Source passage:
In 1839, Hermann G. Grassmann passed his exam in theology with a Very Good grade. One year later, he submitted his first scientific paper to the commission in Berlin, thus obtaining an independent specialisation and the right to teach lectures in mathematics, physics, mineralogy and chemistry. In 1841, he wrote two books: Zarys gramatyki niemieckiej (Outline of German Grammar) and Przewodnik nauki niemieckiej (Guide to German Science) (with his brother, Gustaw). In 1842, he abandoned his career in theology and began to develop and create new scientific disciplines.

In the same year, he started a family. According to historians, the Grassmanns had eleven children (seven of whom lived to adulthood): Justus (born in 1851) was a mathematician and a director of the Friedrich Wilhelm Real Gymnasium, at which his father worked; Max (born in 1852) took a road to mathematics through theology, was a professor at Mary’s Gymnasium; Hermann Ernst (born in 1857) was a Latin teacher in Halle and then became a professor of mathematics at the University in Giessen; Ludolf (born in 1861) was the chief physician in Flensburg, and Richard (born in 1864) was a full professor of mechanical engineering at the School of Technology in Karlsruhe. The other children were: Emma (born in 1850), Agnes (born in 1855), Helmuth (born in 1856), Luisa (born in 1858), Klara (born in 1866) and Konrad (born in 1867).

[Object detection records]

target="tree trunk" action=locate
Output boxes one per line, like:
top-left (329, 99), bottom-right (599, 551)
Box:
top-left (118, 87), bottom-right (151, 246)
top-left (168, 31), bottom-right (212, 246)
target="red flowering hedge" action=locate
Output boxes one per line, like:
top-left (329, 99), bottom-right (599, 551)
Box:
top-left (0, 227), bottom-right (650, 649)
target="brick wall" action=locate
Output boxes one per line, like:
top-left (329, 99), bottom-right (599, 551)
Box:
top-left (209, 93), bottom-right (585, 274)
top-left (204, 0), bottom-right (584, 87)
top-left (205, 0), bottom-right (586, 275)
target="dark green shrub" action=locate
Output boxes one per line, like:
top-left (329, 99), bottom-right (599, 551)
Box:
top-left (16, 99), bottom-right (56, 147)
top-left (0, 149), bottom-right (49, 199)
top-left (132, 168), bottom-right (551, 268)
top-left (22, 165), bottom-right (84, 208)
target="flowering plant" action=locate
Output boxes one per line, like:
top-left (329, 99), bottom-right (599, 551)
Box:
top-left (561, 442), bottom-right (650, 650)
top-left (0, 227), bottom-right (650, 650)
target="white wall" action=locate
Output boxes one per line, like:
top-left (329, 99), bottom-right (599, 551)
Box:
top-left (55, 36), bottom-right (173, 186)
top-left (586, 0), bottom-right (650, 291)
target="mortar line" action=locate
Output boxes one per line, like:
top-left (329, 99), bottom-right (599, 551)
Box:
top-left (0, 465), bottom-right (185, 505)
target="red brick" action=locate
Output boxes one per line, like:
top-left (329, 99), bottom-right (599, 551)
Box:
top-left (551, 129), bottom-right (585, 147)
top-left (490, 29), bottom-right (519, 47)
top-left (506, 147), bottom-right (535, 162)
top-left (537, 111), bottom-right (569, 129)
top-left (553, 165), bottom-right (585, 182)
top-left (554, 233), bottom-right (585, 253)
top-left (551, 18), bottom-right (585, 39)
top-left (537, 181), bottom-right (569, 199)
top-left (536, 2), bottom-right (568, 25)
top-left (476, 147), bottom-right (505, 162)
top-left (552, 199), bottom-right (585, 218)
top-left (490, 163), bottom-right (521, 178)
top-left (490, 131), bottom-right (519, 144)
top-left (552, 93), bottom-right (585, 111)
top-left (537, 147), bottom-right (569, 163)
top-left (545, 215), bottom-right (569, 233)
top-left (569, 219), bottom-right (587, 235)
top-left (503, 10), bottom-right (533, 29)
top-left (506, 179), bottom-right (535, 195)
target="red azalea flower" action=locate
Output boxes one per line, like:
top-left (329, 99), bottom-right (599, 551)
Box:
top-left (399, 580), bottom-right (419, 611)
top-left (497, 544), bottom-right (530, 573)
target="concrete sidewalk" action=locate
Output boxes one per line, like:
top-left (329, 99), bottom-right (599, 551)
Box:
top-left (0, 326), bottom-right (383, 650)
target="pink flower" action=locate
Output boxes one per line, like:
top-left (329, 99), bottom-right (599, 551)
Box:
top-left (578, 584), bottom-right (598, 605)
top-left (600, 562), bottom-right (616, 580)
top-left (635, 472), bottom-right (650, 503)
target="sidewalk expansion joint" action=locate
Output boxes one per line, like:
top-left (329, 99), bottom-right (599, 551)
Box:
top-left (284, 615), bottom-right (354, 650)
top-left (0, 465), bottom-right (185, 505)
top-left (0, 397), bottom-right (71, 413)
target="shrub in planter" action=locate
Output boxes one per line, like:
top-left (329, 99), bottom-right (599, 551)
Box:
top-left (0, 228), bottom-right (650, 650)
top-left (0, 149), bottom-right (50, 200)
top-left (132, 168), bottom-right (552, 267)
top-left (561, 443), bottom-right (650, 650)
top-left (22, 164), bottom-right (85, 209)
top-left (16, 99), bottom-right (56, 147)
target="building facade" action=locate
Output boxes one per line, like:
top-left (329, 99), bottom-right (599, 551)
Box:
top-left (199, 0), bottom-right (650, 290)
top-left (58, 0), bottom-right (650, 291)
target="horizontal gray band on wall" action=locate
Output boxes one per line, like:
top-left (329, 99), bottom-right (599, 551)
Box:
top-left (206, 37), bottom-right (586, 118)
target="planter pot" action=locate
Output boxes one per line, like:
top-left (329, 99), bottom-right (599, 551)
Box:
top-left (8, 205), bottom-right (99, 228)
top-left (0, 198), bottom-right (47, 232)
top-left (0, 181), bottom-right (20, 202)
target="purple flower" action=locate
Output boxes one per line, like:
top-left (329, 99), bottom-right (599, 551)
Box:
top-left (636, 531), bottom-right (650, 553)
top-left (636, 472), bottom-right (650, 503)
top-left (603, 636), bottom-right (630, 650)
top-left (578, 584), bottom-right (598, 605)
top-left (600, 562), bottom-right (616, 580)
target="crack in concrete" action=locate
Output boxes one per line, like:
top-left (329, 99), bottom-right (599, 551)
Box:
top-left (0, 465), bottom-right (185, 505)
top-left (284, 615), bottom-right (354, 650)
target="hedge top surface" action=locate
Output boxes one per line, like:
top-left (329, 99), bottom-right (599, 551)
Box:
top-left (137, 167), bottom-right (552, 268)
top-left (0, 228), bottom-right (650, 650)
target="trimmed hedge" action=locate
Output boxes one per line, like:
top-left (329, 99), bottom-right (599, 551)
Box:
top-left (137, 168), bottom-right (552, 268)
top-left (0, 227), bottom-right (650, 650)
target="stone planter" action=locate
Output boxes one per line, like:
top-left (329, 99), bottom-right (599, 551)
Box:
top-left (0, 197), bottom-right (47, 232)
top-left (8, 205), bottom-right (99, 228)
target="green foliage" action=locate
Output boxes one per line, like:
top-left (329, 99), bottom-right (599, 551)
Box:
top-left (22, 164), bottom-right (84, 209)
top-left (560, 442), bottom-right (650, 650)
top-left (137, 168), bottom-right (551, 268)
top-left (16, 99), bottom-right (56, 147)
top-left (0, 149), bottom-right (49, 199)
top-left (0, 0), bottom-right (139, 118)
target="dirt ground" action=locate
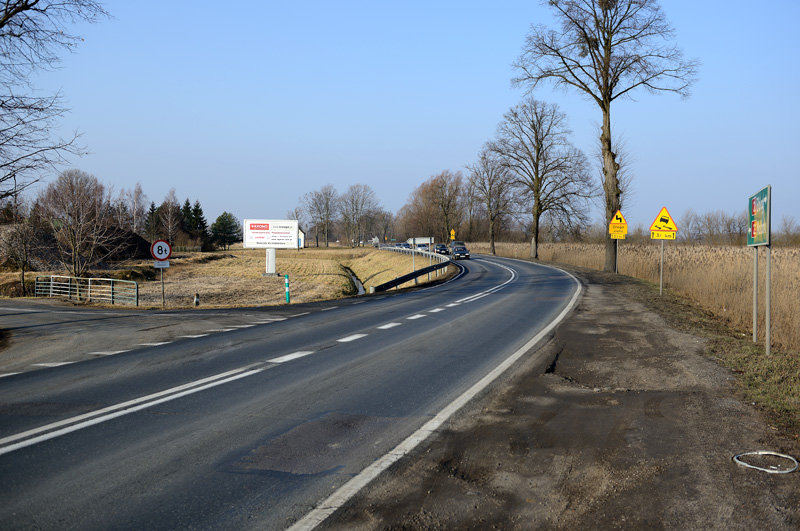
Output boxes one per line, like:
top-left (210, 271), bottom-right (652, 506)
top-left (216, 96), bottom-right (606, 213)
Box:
top-left (322, 271), bottom-right (800, 529)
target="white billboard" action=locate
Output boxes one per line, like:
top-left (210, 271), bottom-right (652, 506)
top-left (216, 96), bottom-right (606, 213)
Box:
top-left (242, 219), bottom-right (298, 249)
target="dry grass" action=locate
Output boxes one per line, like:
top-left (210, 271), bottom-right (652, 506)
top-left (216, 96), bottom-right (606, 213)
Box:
top-left (470, 242), bottom-right (800, 356)
top-left (0, 247), bottom-right (450, 308)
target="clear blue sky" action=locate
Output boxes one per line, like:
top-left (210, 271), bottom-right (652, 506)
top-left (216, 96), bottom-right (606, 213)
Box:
top-left (36, 0), bottom-right (800, 233)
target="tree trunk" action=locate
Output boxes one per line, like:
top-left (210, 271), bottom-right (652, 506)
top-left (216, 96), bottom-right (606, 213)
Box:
top-left (489, 219), bottom-right (497, 256)
top-left (600, 101), bottom-right (620, 273)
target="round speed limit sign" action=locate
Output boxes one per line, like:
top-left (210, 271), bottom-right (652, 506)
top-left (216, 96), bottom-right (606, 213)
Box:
top-left (150, 240), bottom-right (172, 261)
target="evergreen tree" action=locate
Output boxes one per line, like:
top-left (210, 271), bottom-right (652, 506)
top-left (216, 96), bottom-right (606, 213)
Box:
top-left (211, 212), bottom-right (242, 250)
top-left (192, 200), bottom-right (208, 241)
top-left (144, 201), bottom-right (161, 243)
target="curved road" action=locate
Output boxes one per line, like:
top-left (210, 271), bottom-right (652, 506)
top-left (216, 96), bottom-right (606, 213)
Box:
top-left (0, 257), bottom-right (579, 529)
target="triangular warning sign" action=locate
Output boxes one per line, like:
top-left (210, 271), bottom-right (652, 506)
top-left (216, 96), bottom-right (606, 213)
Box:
top-left (650, 207), bottom-right (678, 232)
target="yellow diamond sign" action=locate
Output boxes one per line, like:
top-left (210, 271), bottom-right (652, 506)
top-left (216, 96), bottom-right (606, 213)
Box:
top-left (608, 210), bottom-right (628, 240)
top-left (650, 207), bottom-right (678, 240)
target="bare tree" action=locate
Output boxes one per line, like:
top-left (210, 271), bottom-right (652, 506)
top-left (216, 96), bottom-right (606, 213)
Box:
top-left (467, 147), bottom-right (512, 254)
top-left (0, 0), bottom-right (106, 198)
top-left (489, 98), bottom-right (595, 259)
top-left (37, 170), bottom-right (120, 277)
top-left (513, 0), bottom-right (698, 271)
top-left (301, 184), bottom-right (339, 247)
top-left (158, 188), bottom-right (183, 245)
top-left (339, 184), bottom-right (378, 246)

Stated goal: Extract the passage on Hermann Grassmann above and reproduce all of it word for word.

The reply:
In 1839, Hermann G. Grassmann passed his exam in theology with a Very Good grade. One year later, he submitted his first scientific paper to the commission in Berlin, thus obtaining an independent specialisation and the right to teach lectures in mathematics, physics, mineralogy and chemistry. In 1841, he wrote two books: Zarys gramatyki niemieckiej (Outline of German Grammar) and Przewodnik nauki niemieckiej (Guide to German Science) (with his brother, Gustaw). In 1842, he abandoned his career in theology and began to develop and create new scientific disciplines.

In the same year, he started a family. According to historians, the Grassmanns had eleven children (seven of whom lived to adulthood): Justus (born in 1851) was a mathematician and a director of the Friedrich Wilhelm Real Gymnasium, at which his father worked; Max (born in 1852) took a road to mathematics through theology, was a professor at Mary’s Gymnasium; Hermann Ernst (born in 1857) was a Latin teacher in Halle and then became a professor of mathematics at the University in Giessen; Ludolf (born in 1861) was the chief physician in Flensburg, and Richard (born in 1864) was a full professor of mechanical engineering at the School of Technology in Karlsruhe. The other children were: Emma (born in 1850), Agnes (born in 1855), Helmuth (born in 1856), Luisa (born in 1858), Klara (born in 1866) and Konrad (born in 1867).